### Consegna a
Nel brano sul riconoscimento fotografico, in quale periodo il testimone colloca le reiterate cessioni di stupefacente?

Osserva, innanzi tutto, il Collegio che la prova della responsabilità del ricorrente per il reato contestato al capo 6) è stata ritenuta non già in forza della contestata -dalla difesa- acquisizione e valorizzazione del verbale di individuazione fotografica, bensì sulla base di convergenti altri elementi probatori, costituiti dall dichiarazioni rese dal testimone, acquirente dello stupefacente, e dal riconoscimento dallo stesso effettuato in sede dibattimentale sulla scorta della esibizione -si ribadisce non del verbale di identificazione redatto in fase di indagini, ma- esclusivamente, del fascicolo fotografico ove, nell’effigie indicata con il n. 8, il teste individuava l’odierno ricorrente, sia pure non con certezza assoluta, e ne descriveva le condotte di reiterata cessione dal gennaio al maggio 2018, indicava il luogo ove le stesse avvenivano, e, precisamente, il nome dello spacciatore, NOMECOGNOME Si tratta di testimonianza proveniente da soggetto che già il Tribunale aveva ritenuto credibile, e la cui versione dei fatti era stata ritenuta coerente e logica, sicchè, in assenza di argomento alcuno che potesse metterne in crisi la presunzione di attendibilità e veridicità della testimonianza, anche la resa individuazione fotografica era stata valutata pienamente attendibile dal primo giudice, e, come tale, confermata dalla Corte territoriale.
1.1. Tanto premesso intende il Collegio ribadire il principio, già affermato da questa Corte, secondo cui il riconoscimento fotografico effettuato in sede di indagini costituisce una prova atipica, la cui rilevanza dipende dall’attendibilità accordata alla deposizione di chi l’ha compiuto, nella specie doppiamente positivamente attestata (cfr. Sez. 6, Sentenza n. 17103 del 31/10/2018 Ud. (dep. 18/04/2019 ) Rv. 275548 – 01), poichè, in base al principio di non tassatività dei mezzi di prova, si è al cospetto di un accertamento di fatto liberamente apprezzabile dal giudice.

### Record forniti
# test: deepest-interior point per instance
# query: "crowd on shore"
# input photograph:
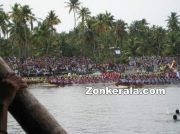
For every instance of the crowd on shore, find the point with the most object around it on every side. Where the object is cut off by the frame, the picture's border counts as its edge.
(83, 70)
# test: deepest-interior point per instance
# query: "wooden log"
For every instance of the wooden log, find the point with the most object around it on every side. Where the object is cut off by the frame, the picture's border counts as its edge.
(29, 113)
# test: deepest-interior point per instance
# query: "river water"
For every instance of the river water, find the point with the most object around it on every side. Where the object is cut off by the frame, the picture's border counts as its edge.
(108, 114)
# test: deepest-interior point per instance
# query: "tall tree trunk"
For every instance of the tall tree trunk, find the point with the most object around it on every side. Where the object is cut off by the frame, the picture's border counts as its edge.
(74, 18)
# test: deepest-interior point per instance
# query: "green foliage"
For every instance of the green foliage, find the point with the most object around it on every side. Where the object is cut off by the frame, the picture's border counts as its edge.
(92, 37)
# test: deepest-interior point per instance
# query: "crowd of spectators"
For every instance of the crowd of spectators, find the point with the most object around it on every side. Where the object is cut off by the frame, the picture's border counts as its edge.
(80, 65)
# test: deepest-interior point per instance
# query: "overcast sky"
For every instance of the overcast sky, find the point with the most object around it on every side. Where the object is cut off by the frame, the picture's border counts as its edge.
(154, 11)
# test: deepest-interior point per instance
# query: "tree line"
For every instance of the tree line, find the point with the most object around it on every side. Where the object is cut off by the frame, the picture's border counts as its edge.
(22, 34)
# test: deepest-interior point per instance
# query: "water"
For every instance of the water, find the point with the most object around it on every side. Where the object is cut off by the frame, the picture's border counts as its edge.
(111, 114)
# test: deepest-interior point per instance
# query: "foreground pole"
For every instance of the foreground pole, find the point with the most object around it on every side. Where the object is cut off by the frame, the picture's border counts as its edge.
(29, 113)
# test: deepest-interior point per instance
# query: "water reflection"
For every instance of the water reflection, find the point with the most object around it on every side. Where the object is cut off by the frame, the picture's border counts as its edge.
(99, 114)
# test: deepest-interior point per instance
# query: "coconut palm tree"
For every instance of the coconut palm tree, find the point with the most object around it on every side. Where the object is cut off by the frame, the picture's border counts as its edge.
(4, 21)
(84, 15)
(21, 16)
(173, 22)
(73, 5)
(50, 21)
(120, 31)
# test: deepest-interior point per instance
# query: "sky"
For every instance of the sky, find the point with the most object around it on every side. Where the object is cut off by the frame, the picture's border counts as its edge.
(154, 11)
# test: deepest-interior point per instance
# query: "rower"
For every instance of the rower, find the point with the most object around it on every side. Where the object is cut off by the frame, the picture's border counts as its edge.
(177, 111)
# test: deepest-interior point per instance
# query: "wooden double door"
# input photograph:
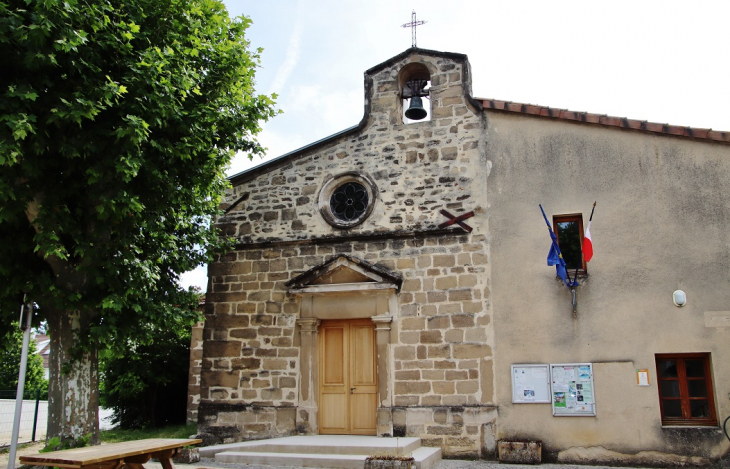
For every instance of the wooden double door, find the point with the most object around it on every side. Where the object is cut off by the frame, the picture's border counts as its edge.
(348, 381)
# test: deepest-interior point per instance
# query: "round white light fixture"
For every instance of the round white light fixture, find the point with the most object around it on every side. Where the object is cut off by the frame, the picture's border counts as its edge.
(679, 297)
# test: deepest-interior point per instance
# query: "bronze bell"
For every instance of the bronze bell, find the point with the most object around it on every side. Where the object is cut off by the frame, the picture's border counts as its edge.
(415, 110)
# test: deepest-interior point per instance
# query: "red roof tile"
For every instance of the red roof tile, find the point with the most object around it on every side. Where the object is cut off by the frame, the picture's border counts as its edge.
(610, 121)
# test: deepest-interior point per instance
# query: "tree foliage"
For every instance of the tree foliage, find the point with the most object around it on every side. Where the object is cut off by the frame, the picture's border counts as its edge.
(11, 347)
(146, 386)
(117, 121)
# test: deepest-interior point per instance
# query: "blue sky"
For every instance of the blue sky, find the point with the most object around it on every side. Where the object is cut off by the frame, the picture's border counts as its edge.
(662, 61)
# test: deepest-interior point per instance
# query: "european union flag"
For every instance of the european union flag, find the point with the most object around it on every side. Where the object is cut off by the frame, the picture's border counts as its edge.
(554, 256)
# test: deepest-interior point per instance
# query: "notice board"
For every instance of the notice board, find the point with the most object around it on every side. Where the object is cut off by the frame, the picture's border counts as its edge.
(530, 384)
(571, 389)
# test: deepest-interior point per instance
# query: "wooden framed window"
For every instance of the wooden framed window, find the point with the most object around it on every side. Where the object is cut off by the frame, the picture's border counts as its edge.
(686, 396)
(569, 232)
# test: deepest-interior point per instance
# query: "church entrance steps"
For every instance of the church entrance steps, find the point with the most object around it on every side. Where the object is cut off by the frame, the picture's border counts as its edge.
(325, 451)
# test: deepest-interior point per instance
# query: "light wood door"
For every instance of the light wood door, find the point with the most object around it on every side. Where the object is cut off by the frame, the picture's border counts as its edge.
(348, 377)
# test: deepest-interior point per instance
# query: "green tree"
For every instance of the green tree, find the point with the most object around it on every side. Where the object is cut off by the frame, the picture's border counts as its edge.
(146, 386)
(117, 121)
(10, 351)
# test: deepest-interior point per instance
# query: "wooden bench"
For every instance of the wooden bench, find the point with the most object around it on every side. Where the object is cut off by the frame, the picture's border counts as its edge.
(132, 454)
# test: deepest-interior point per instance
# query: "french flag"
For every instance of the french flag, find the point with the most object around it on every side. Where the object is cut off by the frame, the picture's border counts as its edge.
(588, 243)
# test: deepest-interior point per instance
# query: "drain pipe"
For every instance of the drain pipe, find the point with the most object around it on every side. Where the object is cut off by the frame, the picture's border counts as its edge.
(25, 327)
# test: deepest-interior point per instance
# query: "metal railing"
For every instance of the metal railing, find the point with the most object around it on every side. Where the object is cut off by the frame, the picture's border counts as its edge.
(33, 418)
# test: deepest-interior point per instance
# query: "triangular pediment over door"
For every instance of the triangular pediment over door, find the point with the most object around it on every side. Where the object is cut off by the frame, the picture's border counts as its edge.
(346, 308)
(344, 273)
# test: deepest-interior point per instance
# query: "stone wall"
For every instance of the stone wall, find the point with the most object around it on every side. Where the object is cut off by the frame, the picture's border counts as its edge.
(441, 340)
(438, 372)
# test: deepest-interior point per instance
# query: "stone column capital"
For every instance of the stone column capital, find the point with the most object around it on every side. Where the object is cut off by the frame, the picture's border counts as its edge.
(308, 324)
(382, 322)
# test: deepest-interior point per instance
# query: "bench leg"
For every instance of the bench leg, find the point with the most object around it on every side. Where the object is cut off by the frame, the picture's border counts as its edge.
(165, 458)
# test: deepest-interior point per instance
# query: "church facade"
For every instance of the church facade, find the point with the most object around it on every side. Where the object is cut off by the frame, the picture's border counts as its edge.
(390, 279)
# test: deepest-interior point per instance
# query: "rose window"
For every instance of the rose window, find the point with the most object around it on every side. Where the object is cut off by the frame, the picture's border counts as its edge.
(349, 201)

---

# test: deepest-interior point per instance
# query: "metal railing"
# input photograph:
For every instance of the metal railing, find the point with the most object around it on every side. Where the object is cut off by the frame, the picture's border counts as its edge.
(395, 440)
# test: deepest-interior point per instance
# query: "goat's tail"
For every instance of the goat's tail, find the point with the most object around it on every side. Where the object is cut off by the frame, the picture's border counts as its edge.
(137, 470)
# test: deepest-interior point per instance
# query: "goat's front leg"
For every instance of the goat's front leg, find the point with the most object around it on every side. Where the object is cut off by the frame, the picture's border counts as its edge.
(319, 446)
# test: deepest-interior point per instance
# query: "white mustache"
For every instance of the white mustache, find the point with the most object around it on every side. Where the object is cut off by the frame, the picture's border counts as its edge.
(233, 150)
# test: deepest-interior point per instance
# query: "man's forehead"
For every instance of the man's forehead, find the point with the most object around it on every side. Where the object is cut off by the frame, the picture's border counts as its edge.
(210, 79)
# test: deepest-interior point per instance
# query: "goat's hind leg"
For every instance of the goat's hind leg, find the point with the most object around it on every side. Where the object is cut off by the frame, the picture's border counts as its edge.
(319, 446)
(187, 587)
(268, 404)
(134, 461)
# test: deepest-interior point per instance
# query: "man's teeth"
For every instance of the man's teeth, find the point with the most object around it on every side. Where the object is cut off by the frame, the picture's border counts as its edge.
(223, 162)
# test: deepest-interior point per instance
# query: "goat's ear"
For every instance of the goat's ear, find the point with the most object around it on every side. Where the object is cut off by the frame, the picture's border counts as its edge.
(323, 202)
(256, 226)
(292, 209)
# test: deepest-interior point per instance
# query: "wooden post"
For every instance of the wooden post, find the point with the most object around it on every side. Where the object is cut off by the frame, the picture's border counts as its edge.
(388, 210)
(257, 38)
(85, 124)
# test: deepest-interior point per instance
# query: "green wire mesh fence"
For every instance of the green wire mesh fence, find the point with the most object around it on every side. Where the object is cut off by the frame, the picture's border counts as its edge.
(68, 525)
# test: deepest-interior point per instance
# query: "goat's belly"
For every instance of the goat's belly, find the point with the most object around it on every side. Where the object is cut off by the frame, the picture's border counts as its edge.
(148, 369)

### Consegna b
Individua ogni riga dei record che contiene la stringa "fixture", rispettando maiuscole e minuscole.

### Soluzione completa a
Dal gennaio al maggio 2018.

### Soluzione completa b
# query: "round white light fixture"
For every instance of the round white light fixture, find the point with the most object around it on every side. Where the object is cut off by the frame, the picture's border counts as its edge.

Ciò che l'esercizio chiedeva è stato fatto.